» **Records for the task**
++++++++++
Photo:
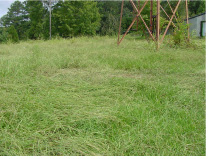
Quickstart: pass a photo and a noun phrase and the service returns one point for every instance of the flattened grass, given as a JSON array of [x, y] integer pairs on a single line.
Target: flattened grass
[[87, 96]]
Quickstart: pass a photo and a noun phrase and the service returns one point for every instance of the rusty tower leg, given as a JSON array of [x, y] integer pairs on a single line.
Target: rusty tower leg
[[151, 12], [187, 15], [121, 16], [158, 24]]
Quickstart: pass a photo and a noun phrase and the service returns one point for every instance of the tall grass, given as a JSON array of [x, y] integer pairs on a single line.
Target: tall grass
[[87, 96]]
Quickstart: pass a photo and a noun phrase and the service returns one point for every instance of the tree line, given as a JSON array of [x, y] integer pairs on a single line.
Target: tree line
[[30, 19]]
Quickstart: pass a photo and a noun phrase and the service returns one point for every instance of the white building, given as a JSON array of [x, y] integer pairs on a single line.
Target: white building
[[198, 25]]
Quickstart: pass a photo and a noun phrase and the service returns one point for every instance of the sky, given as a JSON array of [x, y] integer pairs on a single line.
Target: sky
[[4, 5]]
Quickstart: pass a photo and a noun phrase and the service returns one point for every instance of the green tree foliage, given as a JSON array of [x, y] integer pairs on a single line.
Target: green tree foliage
[[12, 34], [75, 18], [16, 16], [36, 12], [196, 7], [109, 11]]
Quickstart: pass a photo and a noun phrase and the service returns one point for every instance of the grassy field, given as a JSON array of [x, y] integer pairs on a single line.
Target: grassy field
[[87, 96]]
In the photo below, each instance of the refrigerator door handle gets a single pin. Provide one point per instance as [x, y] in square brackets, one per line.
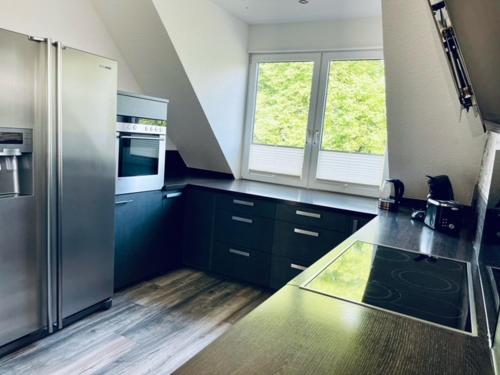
[59, 180]
[49, 127]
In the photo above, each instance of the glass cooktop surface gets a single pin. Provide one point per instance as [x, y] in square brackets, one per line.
[434, 290]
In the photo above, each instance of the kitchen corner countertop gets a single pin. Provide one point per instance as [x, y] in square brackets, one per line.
[300, 332]
[280, 192]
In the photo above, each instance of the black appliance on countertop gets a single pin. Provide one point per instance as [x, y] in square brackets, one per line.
[391, 194]
[444, 216]
[442, 212]
[431, 289]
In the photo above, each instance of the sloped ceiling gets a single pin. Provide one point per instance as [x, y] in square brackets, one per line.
[145, 44]
[212, 46]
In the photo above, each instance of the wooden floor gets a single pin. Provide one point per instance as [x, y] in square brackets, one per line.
[152, 328]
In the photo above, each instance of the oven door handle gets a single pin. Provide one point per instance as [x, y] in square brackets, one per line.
[159, 139]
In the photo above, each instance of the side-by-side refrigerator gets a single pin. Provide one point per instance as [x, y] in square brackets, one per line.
[57, 163]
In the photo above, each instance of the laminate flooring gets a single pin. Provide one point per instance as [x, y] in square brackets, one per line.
[152, 328]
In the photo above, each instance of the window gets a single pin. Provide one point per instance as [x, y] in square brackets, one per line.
[317, 120]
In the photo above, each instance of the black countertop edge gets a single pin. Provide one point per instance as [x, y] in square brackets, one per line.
[299, 318]
[344, 202]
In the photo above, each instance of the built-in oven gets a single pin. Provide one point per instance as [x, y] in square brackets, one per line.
[140, 157]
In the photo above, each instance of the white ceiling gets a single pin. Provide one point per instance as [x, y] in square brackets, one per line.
[283, 11]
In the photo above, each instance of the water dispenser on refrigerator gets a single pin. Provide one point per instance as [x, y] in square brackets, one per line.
[16, 162]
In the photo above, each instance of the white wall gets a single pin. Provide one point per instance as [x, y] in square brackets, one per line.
[426, 135]
[212, 46]
[74, 23]
[317, 36]
[156, 65]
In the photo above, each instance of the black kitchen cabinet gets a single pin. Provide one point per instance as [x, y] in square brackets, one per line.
[173, 215]
[244, 237]
[147, 235]
[198, 228]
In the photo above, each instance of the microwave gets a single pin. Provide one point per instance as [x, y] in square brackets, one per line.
[140, 156]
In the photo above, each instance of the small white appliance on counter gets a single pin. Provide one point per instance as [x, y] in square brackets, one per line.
[140, 143]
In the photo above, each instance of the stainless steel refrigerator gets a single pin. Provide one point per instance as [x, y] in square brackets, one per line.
[57, 164]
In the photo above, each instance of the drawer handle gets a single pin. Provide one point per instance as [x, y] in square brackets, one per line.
[174, 195]
[119, 203]
[298, 267]
[238, 252]
[308, 214]
[243, 203]
[242, 220]
[306, 232]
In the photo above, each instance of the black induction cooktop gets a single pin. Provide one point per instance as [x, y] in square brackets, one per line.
[430, 289]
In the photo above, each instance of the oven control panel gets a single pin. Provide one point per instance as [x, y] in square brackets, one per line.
[140, 128]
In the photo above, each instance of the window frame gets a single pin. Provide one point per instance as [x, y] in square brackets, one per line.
[317, 110]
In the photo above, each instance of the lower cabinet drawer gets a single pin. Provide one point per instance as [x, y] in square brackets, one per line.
[283, 270]
[241, 263]
[253, 232]
[306, 244]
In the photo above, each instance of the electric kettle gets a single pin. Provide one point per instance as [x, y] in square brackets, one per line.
[391, 193]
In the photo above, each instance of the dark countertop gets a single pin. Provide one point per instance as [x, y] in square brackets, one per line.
[301, 332]
[280, 192]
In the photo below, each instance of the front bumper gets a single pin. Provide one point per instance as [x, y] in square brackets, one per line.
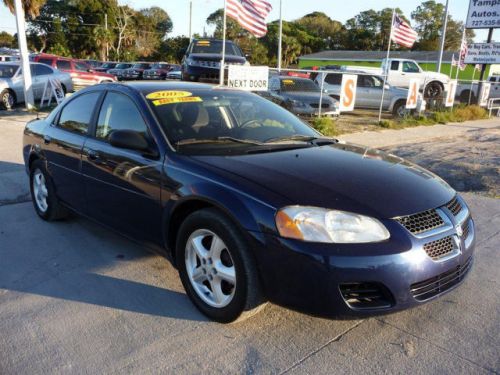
[329, 279]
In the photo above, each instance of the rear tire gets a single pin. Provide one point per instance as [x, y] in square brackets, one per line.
[43, 194]
[216, 267]
[7, 99]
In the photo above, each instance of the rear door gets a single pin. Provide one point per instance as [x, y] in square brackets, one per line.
[63, 145]
[123, 186]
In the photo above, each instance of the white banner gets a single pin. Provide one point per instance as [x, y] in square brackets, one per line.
[348, 92]
[483, 53]
[483, 14]
[248, 78]
[412, 98]
[485, 94]
[451, 91]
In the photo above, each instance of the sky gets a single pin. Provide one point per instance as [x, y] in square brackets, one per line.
[339, 10]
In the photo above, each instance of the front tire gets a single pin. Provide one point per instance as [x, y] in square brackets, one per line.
[216, 267]
[7, 99]
[43, 194]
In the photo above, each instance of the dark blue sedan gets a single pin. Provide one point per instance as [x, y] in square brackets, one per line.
[249, 202]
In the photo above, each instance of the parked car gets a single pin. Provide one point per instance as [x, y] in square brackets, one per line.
[201, 61]
[368, 91]
[118, 70]
[175, 72]
[93, 63]
[12, 84]
[249, 202]
[300, 96]
[81, 73]
[106, 66]
[136, 72]
[157, 71]
[8, 58]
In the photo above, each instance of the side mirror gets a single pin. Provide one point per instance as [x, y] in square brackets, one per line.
[129, 140]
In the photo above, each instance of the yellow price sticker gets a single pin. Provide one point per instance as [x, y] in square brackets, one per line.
[168, 94]
[188, 99]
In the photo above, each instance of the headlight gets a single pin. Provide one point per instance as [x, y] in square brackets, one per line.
[297, 103]
[331, 226]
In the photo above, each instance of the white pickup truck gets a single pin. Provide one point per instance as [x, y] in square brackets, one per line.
[401, 71]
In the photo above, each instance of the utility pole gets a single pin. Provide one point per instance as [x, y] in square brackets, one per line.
[25, 61]
[190, 20]
[106, 28]
[443, 37]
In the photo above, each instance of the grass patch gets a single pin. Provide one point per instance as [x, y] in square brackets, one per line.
[325, 125]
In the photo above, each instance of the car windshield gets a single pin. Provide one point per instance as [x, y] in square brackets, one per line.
[291, 84]
[8, 71]
[223, 119]
[215, 46]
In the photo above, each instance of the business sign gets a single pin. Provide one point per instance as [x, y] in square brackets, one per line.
[248, 78]
[451, 91]
[412, 98]
[483, 14]
[483, 53]
[348, 92]
[485, 94]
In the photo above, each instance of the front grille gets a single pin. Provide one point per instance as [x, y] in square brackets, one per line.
[366, 295]
[421, 222]
[323, 105]
[432, 287]
[454, 206]
[439, 248]
[466, 228]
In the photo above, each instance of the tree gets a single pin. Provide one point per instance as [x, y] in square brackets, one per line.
[429, 23]
[6, 40]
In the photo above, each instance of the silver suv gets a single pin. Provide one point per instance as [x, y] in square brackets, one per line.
[368, 91]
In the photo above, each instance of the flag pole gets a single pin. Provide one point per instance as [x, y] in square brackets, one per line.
[222, 62]
[280, 37]
[386, 73]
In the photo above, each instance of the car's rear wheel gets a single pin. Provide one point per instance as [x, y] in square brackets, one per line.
[216, 267]
[43, 195]
[7, 99]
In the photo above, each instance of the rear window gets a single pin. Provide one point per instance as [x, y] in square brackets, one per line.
[45, 61]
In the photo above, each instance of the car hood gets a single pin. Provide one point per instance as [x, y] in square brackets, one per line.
[217, 57]
[341, 176]
[306, 96]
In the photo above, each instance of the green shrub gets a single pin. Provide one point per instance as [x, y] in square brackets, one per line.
[325, 125]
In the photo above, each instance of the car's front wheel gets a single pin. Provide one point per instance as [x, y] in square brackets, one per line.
[43, 195]
[216, 267]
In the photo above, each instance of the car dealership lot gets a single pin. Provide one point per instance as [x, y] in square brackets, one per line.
[76, 298]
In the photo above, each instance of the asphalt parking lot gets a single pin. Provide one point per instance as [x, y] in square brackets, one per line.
[76, 298]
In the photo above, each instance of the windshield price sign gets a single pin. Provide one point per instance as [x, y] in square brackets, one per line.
[248, 78]
[483, 14]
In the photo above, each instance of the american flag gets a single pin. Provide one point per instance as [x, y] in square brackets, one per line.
[250, 14]
[463, 53]
[402, 33]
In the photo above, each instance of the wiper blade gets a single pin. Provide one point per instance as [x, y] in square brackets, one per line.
[191, 141]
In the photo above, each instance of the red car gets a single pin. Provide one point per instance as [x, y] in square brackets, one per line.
[81, 73]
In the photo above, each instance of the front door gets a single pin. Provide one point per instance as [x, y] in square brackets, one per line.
[122, 186]
[64, 142]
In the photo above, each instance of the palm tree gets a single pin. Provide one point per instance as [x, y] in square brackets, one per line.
[31, 7]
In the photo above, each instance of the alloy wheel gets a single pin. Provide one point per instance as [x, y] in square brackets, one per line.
[210, 268]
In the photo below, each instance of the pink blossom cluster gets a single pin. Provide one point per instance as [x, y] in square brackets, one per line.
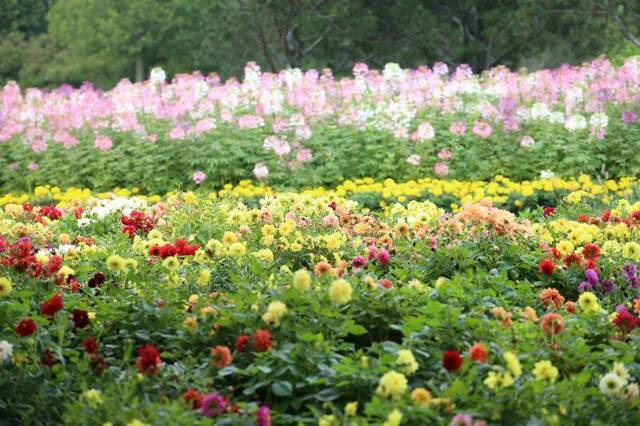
[287, 106]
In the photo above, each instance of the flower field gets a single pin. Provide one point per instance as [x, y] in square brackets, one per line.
[307, 308]
[400, 247]
[299, 130]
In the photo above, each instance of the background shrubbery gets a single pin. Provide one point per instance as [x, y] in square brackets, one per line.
[228, 154]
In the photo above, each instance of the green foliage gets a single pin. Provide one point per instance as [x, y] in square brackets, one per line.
[107, 40]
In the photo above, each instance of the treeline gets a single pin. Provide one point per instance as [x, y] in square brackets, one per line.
[50, 42]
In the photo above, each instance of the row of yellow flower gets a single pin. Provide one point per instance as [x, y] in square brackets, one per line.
[497, 190]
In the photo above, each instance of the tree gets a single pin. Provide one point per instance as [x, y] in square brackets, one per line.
[127, 37]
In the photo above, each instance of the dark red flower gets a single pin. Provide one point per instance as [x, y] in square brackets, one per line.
[221, 356]
[148, 360]
[261, 340]
[97, 363]
[626, 321]
[193, 398]
[90, 345]
[546, 266]
[51, 212]
[52, 306]
[241, 342]
[97, 280]
[452, 360]
[26, 327]
[80, 318]
[572, 259]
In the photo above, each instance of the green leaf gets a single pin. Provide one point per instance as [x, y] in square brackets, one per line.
[282, 388]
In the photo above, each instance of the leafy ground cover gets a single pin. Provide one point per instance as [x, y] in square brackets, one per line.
[313, 309]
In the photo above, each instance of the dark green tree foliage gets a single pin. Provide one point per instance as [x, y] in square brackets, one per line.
[49, 42]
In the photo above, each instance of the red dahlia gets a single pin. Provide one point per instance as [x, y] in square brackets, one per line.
[90, 345]
[261, 340]
[149, 360]
[546, 266]
[221, 356]
[193, 398]
[452, 360]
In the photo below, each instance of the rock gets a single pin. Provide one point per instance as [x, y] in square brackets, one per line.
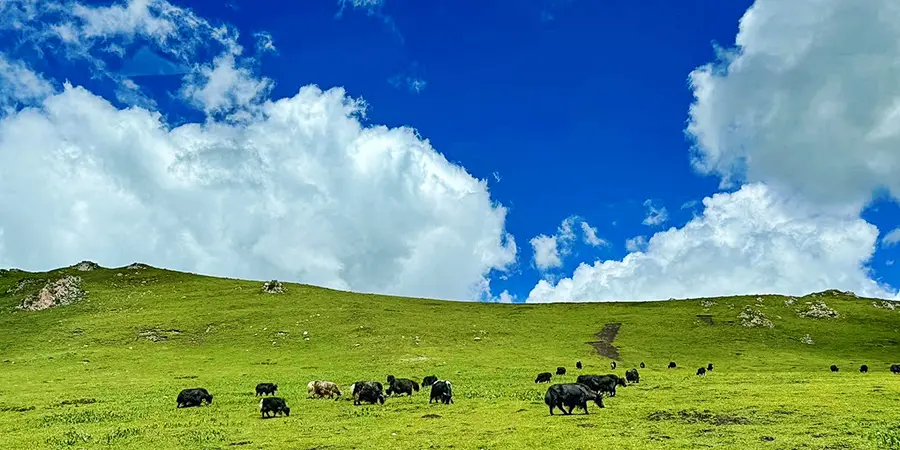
++++++++++
» **Problem details**
Scan the listing above and copy all lines containing the word "Quickstart".

» **Solved exercise**
Quickstart: pass a photo and a noun phrase and the service returns one point for every instance of the flattened grass, given as a JSON array of [x, y] integer pairs on a single line.
Quickstart: pass a photo and a noun phrase and the service returns one point for every instance of the rusty tower leg, given as a JSON array of [x, y] integer pairs on a single line.
Quickstart: pass a photo and a noun phrase and the service returns one point for every instance of the tall grass, given as a JSON array of [x, y] integer pairs on a single line.
Quickstart: pass a photo and a noun phrase and the service returns one point for every instance of the tree line, given as a JSON array of [x, y] integer pairs on a single line.
Quickstart: pass a photo and a noun phrase and the service returns one point for every instance of the white building, given as a JSON array of [x, y] integer pairs on a single line.
Quickstart: pass a photo and a noun phrase and the service returns one point for every instance of the sky, given as a JSON array of [x, y] integer pairs on a single line.
Quickstart: pass a photo and a noun phrase and the service returns one point for every instance of the green tree foliage, given as a JSON array of [x, y] integer pairs on a single line.
Quickstart: pass a photo and a noun phrase and the service returns one point for every instance of the grassy field, given as a JSON array of [x, y] integer pairs on a single line.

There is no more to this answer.